* **Aim of the exercise**
Return a copy of every line in the records that includes the word "framing".

=======

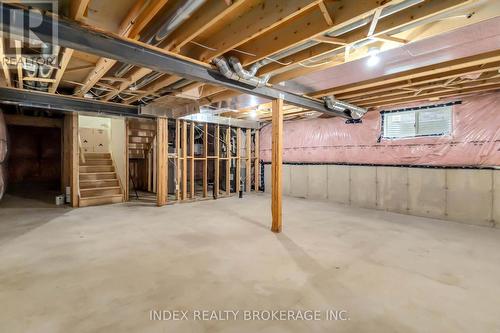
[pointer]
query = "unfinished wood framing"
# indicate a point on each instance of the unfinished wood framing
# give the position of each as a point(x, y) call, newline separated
point(184, 160)
point(238, 160)
point(205, 160)
point(277, 161)
point(162, 161)
point(192, 164)
point(71, 156)
point(228, 161)
point(248, 160)
point(126, 184)
point(257, 161)
point(178, 194)
point(217, 161)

=======

* **Expected answer**
query = "unfinished wood framing"
# indicate a point on each instance of the unfinished wood framing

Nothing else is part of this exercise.